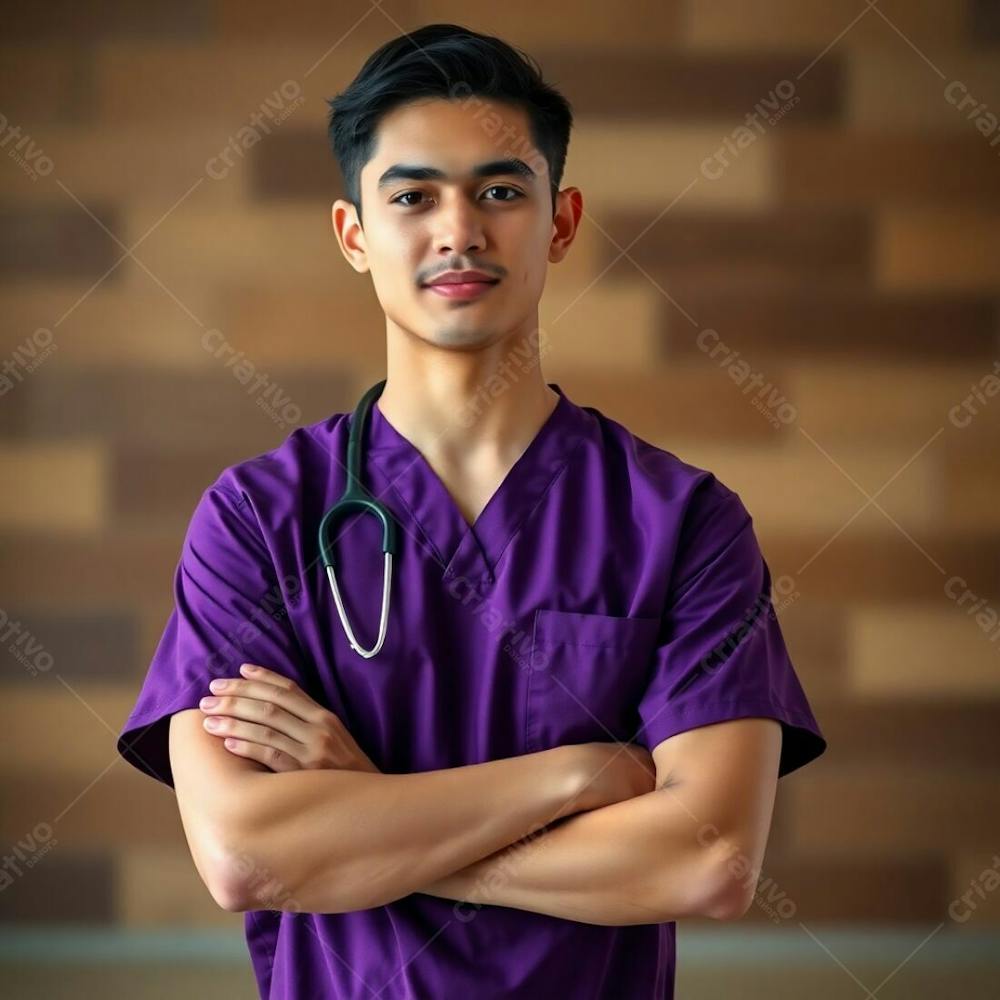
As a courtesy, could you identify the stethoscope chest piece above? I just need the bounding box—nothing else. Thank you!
[319,379,396,659]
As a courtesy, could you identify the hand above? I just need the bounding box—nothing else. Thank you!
[199,663,380,774]
[573,743,656,810]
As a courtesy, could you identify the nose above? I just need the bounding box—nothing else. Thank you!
[434,194,486,253]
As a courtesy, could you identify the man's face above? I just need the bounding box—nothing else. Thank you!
[334,99,572,349]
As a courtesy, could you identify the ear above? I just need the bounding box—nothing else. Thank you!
[330,198,368,274]
[549,187,583,264]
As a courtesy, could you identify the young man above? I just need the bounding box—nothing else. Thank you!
[119,25,825,1000]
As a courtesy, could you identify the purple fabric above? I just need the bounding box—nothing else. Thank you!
[118,383,826,1000]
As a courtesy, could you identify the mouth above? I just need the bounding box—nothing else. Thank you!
[424,278,500,299]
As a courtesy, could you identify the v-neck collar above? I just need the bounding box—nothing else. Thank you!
[363,382,592,590]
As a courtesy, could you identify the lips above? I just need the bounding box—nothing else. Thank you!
[427,271,500,288]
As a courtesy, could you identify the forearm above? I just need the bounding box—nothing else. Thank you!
[419,789,726,925]
[219,747,581,913]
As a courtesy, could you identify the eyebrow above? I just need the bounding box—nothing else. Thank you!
[378,156,535,191]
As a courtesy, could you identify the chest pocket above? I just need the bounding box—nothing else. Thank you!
[525,608,660,753]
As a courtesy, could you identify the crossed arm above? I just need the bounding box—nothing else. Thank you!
[170,696,781,925]
[421,718,781,925]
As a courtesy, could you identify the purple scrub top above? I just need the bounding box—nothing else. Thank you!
[118,383,826,1000]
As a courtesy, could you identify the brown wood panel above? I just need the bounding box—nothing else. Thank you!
[534,47,844,120]
[744,851,950,927]
[774,128,1000,207]
[600,207,872,290]
[0,204,123,282]
[0,848,116,927]
[660,286,1000,362]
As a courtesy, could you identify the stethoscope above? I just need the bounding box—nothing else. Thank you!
[319,379,396,659]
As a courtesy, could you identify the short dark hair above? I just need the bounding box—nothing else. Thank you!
[327,24,573,227]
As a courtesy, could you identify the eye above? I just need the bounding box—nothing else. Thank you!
[486,184,524,201]
[389,184,524,208]
[389,191,421,208]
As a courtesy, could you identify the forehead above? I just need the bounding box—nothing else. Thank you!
[361,97,548,187]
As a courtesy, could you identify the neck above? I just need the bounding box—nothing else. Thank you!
[376,324,559,468]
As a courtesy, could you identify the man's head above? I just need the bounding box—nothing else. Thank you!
[329,24,582,347]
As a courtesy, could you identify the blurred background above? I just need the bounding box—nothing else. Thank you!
[0,0,1000,1000]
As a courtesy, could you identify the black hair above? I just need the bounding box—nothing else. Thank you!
[327,24,573,227]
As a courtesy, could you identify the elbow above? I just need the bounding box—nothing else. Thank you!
[698,847,760,921]
[202,839,295,913]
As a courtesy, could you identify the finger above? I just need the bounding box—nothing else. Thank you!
[204,715,307,767]
[222,737,301,772]
[209,674,327,725]
[199,695,309,749]
[206,678,324,739]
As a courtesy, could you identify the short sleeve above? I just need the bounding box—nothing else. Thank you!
[637,476,826,777]
[117,483,306,788]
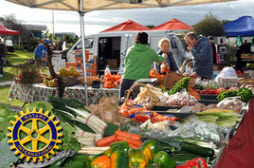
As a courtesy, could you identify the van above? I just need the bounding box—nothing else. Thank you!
[66,31,186,75]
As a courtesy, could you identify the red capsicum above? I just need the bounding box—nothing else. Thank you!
[193,158,208,168]
[176,158,208,168]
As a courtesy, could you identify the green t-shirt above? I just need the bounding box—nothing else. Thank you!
[123,44,166,80]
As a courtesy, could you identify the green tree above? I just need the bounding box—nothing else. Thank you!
[193,13,224,37]
[0,14,30,44]
[145,25,155,29]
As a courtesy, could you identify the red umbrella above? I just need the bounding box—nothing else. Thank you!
[0,25,19,35]
[101,20,150,33]
[151,19,193,30]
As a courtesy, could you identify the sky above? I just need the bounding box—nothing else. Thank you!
[0,0,254,35]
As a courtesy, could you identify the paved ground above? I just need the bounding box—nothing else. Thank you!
[0,81,12,87]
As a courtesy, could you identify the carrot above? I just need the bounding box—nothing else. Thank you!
[116,136,142,146]
[96,134,116,146]
[188,87,200,100]
[115,129,141,141]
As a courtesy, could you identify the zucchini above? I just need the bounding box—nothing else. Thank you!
[181,142,214,158]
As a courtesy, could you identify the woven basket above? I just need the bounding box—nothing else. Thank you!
[124,83,153,109]
[62,77,79,86]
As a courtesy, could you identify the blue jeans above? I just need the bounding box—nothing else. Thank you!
[0,58,4,75]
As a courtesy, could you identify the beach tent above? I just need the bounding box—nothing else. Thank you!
[151,19,193,30]
[223,16,254,37]
[101,20,150,33]
[6,0,239,105]
[0,25,19,35]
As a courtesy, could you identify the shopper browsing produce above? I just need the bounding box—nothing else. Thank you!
[119,32,166,104]
[155,38,178,73]
[184,32,213,79]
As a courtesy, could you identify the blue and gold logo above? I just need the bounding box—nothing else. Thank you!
[7,108,62,162]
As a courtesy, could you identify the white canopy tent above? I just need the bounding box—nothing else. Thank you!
[6,0,238,105]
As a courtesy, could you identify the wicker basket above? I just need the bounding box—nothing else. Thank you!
[62,77,79,86]
[123,83,153,109]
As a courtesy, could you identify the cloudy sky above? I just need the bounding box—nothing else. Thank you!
[0,0,254,35]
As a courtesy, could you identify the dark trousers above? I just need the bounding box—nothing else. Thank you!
[0,58,4,75]
[118,79,135,105]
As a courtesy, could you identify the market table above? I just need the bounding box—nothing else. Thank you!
[8,82,119,104]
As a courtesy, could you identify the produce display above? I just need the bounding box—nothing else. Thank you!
[103,73,122,88]
[149,69,165,80]
[196,109,241,127]
[3,65,254,168]
[217,88,253,103]
[43,67,80,87]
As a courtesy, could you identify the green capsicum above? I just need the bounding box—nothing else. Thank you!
[104,141,129,157]
[154,151,176,168]
[110,151,129,168]
[128,149,146,168]
[110,141,129,152]
[140,140,160,164]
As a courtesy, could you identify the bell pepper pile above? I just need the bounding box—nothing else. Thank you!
[96,129,143,149]
[196,89,218,95]
[103,73,122,88]
[118,103,179,123]
[149,69,165,80]
[90,140,176,168]
[176,158,208,168]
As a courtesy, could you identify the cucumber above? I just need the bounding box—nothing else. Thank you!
[172,155,196,164]
[71,155,89,164]
[49,157,69,168]
[63,162,85,168]
[216,121,236,127]
[181,142,214,158]
[173,150,200,157]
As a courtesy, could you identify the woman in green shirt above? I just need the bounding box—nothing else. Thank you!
[119,32,166,105]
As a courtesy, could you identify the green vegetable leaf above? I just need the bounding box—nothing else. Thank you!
[23,101,53,115]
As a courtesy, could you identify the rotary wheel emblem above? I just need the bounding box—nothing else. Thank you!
[7,108,62,162]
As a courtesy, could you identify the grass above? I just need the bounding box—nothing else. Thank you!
[0,87,24,107]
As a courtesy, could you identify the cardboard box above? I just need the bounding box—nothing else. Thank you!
[162,71,195,89]
[107,59,117,68]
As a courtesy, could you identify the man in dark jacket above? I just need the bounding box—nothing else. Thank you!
[0,38,6,78]
[184,32,213,79]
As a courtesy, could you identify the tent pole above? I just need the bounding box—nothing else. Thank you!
[19,34,20,50]
[78,0,88,106]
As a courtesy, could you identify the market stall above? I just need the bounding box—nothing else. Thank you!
[9,82,119,104]
[3,64,254,168]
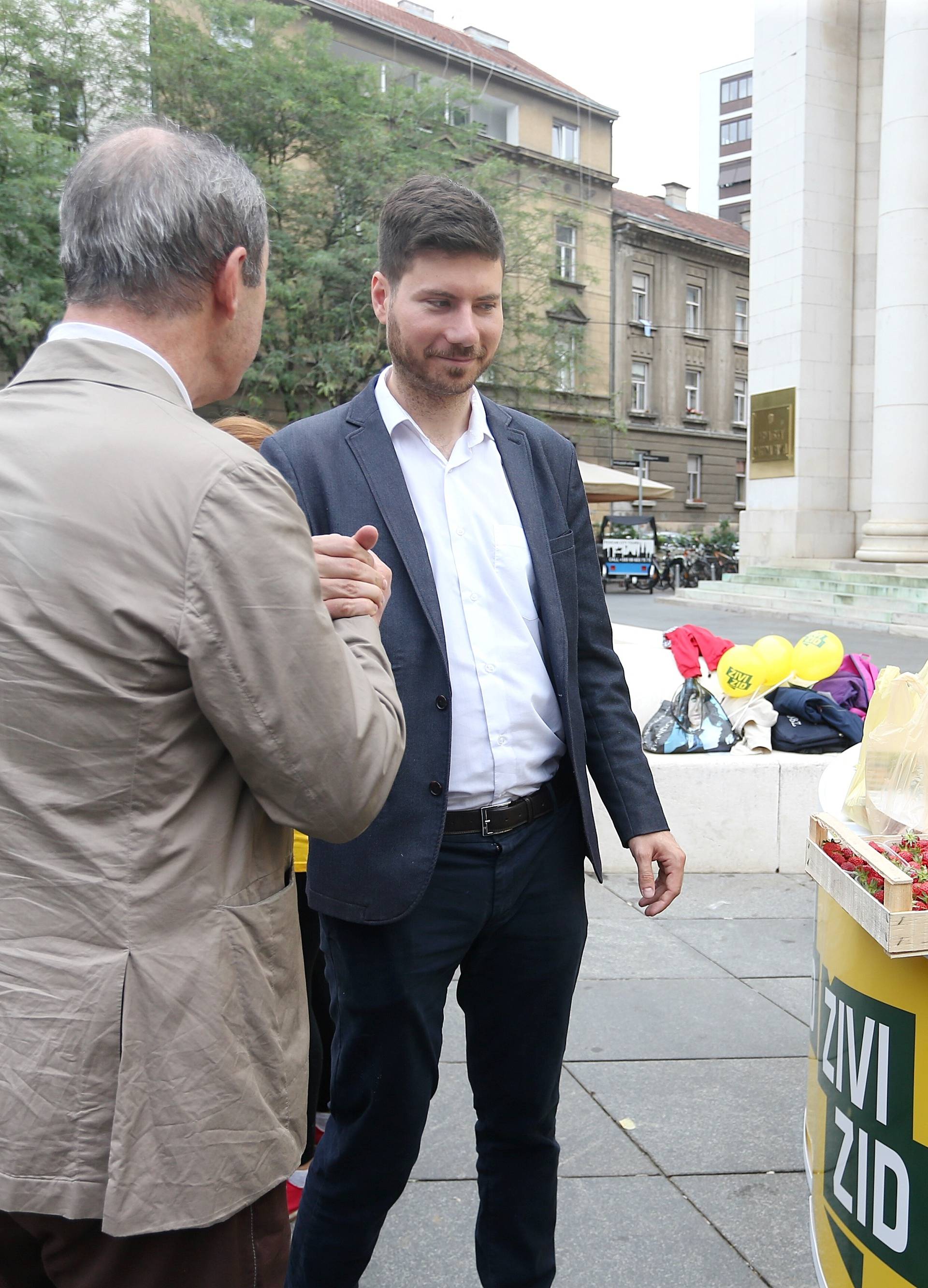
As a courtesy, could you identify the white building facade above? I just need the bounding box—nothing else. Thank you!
[698,58,754,228]
[741,0,928,571]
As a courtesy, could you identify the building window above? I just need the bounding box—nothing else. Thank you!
[630,360,648,411]
[210,18,254,49]
[687,456,702,501]
[554,326,580,394]
[735,295,748,344]
[719,157,750,197]
[719,116,752,152]
[632,273,651,322]
[551,121,580,161]
[686,286,702,335]
[554,224,576,282]
[29,64,87,143]
[686,367,702,416]
[722,72,754,103]
[732,376,748,425]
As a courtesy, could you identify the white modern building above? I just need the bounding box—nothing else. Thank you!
[698,58,754,228]
[741,0,928,574]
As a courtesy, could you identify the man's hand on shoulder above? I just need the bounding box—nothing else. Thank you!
[313,524,393,626]
[628,832,686,917]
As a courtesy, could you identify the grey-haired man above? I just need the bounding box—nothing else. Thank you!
[0,122,405,1288]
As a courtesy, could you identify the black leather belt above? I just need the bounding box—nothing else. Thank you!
[445,761,575,836]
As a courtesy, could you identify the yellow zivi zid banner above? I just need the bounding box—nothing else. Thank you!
[806,889,928,1288]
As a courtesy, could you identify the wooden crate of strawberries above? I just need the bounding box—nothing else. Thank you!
[806,814,928,957]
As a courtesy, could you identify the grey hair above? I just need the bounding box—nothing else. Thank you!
[59,117,268,317]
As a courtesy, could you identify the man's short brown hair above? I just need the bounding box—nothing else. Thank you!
[213,416,277,452]
[377,174,505,282]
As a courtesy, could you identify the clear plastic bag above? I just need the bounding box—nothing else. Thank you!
[844,663,928,835]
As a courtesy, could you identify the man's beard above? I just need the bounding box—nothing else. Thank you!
[387,312,493,398]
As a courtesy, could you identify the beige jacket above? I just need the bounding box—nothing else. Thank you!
[0,340,405,1235]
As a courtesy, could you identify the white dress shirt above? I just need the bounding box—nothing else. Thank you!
[375,367,565,809]
[45,322,193,411]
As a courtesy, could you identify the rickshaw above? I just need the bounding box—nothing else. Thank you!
[597,514,660,595]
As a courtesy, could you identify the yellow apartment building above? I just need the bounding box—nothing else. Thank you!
[291,0,617,464]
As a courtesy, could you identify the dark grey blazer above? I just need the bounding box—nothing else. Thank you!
[261,381,667,922]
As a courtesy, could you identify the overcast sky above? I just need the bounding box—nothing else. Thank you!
[423,0,754,210]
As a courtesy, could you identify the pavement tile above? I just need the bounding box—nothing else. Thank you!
[555,1176,762,1288]
[671,917,814,979]
[606,872,814,924]
[361,1181,479,1288]
[585,873,640,921]
[570,1058,807,1180]
[674,1172,816,1288]
[412,1064,657,1181]
[361,1176,762,1288]
[566,977,808,1056]
[746,976,812,1024]
[441,983,466,1061]
[580,912,727,979]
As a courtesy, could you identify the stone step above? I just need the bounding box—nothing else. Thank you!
[667,581,928,640]
[722,574,928,615]
[725,564,928,595]
[722,569,928,603]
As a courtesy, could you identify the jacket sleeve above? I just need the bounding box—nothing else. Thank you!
[178,456,406,841]
[567,456,667,845]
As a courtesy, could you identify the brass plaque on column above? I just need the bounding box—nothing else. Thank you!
[750,389,795,479]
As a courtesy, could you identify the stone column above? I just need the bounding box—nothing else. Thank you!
[857,0,928,564]
[737,0,869,568]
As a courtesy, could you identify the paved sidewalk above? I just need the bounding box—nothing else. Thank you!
[606,590,928,671]
[361,873,816,1288]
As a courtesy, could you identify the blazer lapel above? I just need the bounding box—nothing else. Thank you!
[483,398,567,687]
[347,383,447,667]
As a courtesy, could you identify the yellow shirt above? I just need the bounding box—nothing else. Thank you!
[294,832,309,872]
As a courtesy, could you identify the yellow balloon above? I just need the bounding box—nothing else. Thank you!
[754,635,793,689]
[718,644,766,698]
[793,631,844,684]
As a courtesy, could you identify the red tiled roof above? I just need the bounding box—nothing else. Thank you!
[612,188,750,250]
[309,0,590,102]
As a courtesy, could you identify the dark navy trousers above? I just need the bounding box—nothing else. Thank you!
[288,800,586,1288]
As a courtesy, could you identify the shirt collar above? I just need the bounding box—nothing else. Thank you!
[374,366,491,447]
[46,322,193,411]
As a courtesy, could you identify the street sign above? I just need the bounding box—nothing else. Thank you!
[612,452,670,514]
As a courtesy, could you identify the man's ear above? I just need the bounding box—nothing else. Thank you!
[371,269,389,326]
[213,246,247,322]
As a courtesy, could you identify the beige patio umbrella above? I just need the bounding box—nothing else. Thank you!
[578,461,673,502]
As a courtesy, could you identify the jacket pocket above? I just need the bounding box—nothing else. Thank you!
[219,878,305,1122]
[548,532,574,555]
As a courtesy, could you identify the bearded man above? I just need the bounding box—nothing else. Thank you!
[261,176,683,1288]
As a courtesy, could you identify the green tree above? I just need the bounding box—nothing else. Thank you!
[0,0,147,372]
[152,0,572,416]
[0,0,582,417]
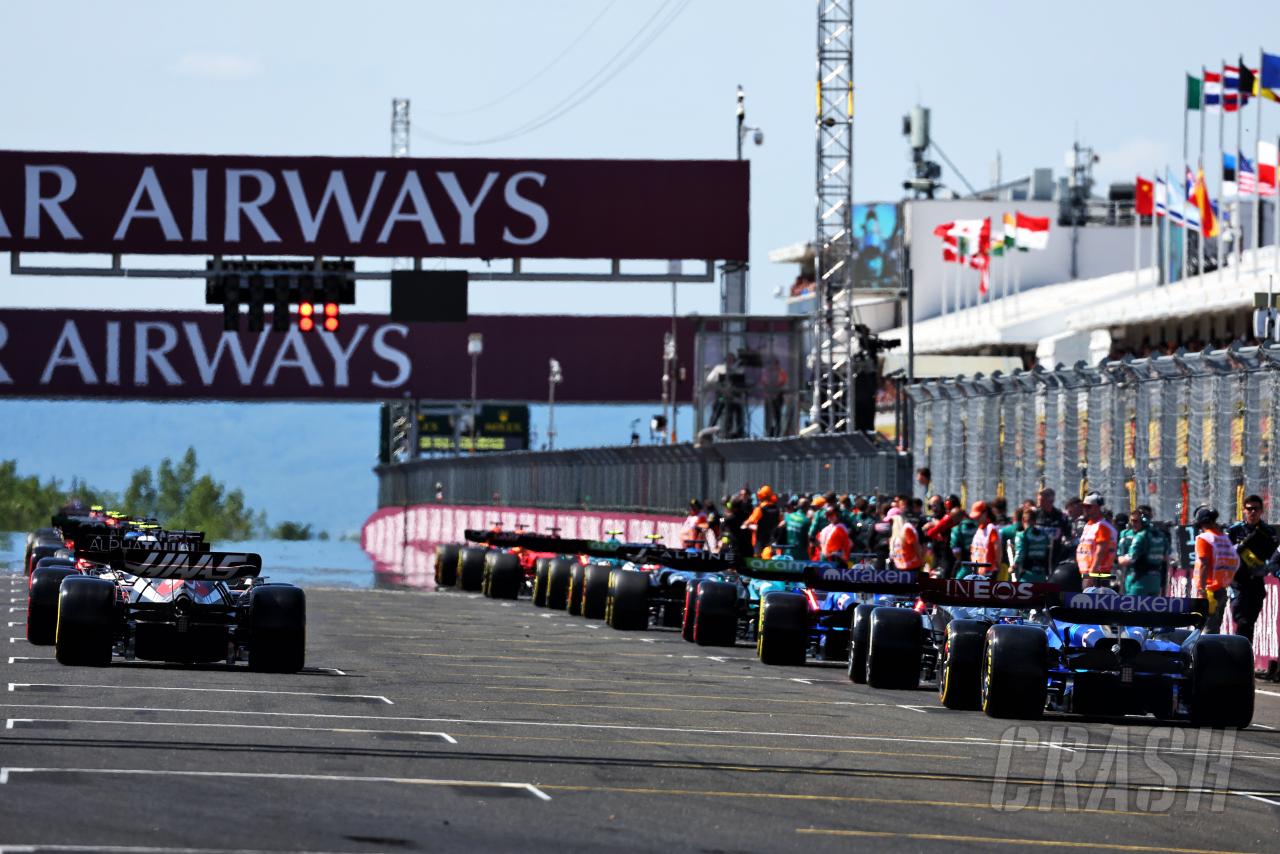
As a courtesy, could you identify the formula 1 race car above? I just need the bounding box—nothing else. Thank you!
[980,588,1254,729]
[27,517,306,672]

━━━

● STATED GOAL
Reproduce, character for character, the part of the data above that opens with the line containing "As a courtesy, could you identify the cucumber" and closes with the line containing "[78,0,88,106]", keeping both of those lines.

● SOLUTION FOR THIS EXERCISE
As a courtesy, could you identify the cucumber above? I just need the bounding box—nothing else. Thank you!
[172,155,196,164]
[71,155,89,164]
[49,157,69,168]
[63,162,85,168]
[216,121,236,127]
[181,142,214,158]
[173,150,200,157]
As a courtesy, could you identify the woman in green shirt above? I just need the bounding box—nothing else. Thank you!
[119,32,166,105]
As a courtesy, could you identify the green vegetable leaf above? I just need the bounding box—nothing else. Thank you!
[23,101,53,115]
As a courtesy, could you identify the rotary wheel emblem above? I just need the bounding box—nothing else. Thank you!
[7,108,62,162]
As a courtesy, could you identify the grass above? I just need the bounding box—nothing else. Thank you!
[0,87,24,107]
As a courtesy, could you identify the cardboard box above? I just need the bounding box—nothing else. Thank you!
[162,71,195,89]
[107,59,117,68]
As a courtesy, could you identify the man in dark jacket above? I just need the bounding box—nothing else. Thank you!
[0,38,6,78]
[184,32,213,79]
As a courtesy, could you identify the tent pole above? I just need the bounding box—nothing else. Thank you!
[19,34,20,50]
[78,0,88,106]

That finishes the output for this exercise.